Viser 1-5 af 15 (næste | vis alle)
Well written and engaging, thoughtful look at male violence and its consequences. Also takes on catholicism, evangelism and their less happy sides. ( )
  RekhainBC | Feb 15, 2019 |
I was not sure about this book when I started to read it, it did not really appeal to me, especially when my reading club selected it as a "Hockey" book. That is really not the main theme. Once I got into it though, I could not put it down. The main character finds out as an adult,that his best friend from university, Adam, has written a book about him and he is angry and wants to set the story straight. He contacts Adam by email and facebook and begins to write his story without leaving out the important parts.

+===+

**What to do:**
- A) Print the reader reviews word for word, starting at "Viser 1-5 af" and ending at "happy sides. ( )".
- B) Answer these questions about the reader reviews:
(i) According to the first review, which two religious subjects does the book also take on?
(ii) In the second review, what kind of book did the reading club select it as?
(iii) What is the name of the main character's best friend from university?

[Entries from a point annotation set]
+===+

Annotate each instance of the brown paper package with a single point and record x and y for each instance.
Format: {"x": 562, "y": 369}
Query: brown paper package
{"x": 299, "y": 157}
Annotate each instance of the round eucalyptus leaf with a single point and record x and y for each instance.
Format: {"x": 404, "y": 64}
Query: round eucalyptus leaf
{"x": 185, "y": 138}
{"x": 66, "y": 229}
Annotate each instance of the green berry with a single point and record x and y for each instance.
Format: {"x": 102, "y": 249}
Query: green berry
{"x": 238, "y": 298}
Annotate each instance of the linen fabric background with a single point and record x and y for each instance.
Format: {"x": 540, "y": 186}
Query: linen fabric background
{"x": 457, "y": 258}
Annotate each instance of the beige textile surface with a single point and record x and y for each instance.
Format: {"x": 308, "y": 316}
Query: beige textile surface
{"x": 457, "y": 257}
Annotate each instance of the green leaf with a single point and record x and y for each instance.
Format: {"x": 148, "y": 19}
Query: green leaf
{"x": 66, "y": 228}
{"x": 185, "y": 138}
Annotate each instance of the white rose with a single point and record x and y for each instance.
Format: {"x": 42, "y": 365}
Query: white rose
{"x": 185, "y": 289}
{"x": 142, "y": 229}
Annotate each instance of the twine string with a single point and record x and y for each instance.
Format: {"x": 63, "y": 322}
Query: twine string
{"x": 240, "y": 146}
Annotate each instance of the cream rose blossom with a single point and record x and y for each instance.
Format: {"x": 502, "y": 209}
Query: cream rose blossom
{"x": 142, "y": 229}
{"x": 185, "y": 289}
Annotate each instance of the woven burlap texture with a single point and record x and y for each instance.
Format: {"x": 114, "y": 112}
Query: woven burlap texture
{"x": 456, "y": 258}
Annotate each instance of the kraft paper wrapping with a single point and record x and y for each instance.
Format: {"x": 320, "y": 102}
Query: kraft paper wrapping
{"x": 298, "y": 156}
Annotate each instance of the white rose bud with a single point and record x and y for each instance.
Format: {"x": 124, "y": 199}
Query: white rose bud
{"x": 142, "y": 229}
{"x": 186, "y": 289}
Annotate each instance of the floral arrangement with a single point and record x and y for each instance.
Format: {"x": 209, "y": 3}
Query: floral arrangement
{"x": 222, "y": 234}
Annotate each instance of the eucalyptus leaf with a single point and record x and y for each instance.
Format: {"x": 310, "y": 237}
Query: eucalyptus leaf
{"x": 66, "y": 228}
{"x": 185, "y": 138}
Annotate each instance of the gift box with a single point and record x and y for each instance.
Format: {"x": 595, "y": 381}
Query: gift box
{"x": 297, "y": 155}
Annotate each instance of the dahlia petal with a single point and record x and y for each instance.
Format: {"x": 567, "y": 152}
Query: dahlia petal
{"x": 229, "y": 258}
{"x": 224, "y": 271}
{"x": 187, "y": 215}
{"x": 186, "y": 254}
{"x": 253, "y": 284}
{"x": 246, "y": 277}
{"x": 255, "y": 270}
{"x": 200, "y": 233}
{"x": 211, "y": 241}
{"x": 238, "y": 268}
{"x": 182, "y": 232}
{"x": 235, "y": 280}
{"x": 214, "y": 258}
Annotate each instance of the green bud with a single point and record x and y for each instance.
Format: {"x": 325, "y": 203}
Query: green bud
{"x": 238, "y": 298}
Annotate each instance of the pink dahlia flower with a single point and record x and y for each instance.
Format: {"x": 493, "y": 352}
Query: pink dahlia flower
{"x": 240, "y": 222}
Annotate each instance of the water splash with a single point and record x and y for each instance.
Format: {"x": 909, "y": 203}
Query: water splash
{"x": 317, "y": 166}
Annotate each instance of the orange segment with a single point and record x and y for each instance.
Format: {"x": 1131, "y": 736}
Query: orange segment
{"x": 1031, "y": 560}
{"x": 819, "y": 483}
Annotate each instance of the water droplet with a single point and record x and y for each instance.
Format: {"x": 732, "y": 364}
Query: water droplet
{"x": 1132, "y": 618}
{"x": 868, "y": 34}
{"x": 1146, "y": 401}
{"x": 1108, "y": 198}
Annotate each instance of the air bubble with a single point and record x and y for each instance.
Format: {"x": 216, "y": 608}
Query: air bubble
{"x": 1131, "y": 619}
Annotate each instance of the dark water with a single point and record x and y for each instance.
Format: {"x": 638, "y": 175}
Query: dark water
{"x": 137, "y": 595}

+===+

**Results by task:**
- A)
Viser 1-5 af 15 (næste | vis alle)
Well written and engaging, thoughtful look at male violence and its consequences. Also takes on catholicism, evangelism and their less happy sides. ( )

- B)
(i) Catholicism and evangelism
(ii) A "Hockey" book
(iii) Adam